• _Written problem a_:
Rescale the records that follow the text below by rewriting all of their lines, requests included, with every coordinate in the answers multiplied by 1.15 and rounded to a whole number, with halves rounded up.

** start of Document excerpt **

9
$\begingroup$

While I was studying the book Variation et Optimisation de formes by Antoine Henrot and Michel Pierre, I encountered a section about the capacity associated to the $H^1$ norm, which is defined for every compact by:

$$ \operatorname{cap}(K)=\inf \lbrace \|v\|_{H^1(\Bbb{R}^N)} : v\in C_0^\infty(\Bbb{R}^N), v \geq 1 \text{ on }K\rbrace.$$

The definition can be extended to open sets and then to every set of $\Bbb{R}^N$, relative capacity with respect to an open set can be defined by restricting the integral and the smooth function space to an open set D, etc.

The capacity has some strange properties which are unnatural at a first sight, like the fact that the capacity of $\partial K$ is the same as the capacity of $K$ for a compact $K$.

I want to understand better what capacity really means, and for that I tried to find all sort of books about potential theory (even the ones referred in the mentioned book), and all seem to have the same way of dealing with the subject: the setting is very general and abstract and the definition presented above just as a particular case.

Do you know any book, article or course notes which deal with this specific capacity in detail explaining:

  • the definition and the intuition behind the capacity;

  • examples of capacity computation for simple sets (using capacitary potentials);

  • the connection between the capacity and the Sobolev spaces ?

In the mentioned book the study of capacity is made in section 3.3. It contains all the definitions and all the needed properties of the capacity, but I still feel that I need a better understanding. That's why I asked this question.

** end of Document excerpt **
** start of Listed records **

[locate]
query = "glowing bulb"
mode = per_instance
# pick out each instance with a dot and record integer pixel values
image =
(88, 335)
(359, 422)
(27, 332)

** end of Listed records **

• _Written problem b_:
In the question about capacity above, write out the passage starting at "The capacity has" and ending at "a compact $K$.", replacing "strange" with "surprising".

• _Correct result a_:
[locate]
query = "glowing bulb"
mode = per_instance
# pick out each instance with a dot and record integer pixel values
image =
(101, 385)
(413, 485)
(31, 382)

• _Correct result b_:
The capacity has some surprising properties which are unnatural at a first sight, like the fact that the capacity of $\partial K$ is the same as the capacity of $K$ for a compact $K$.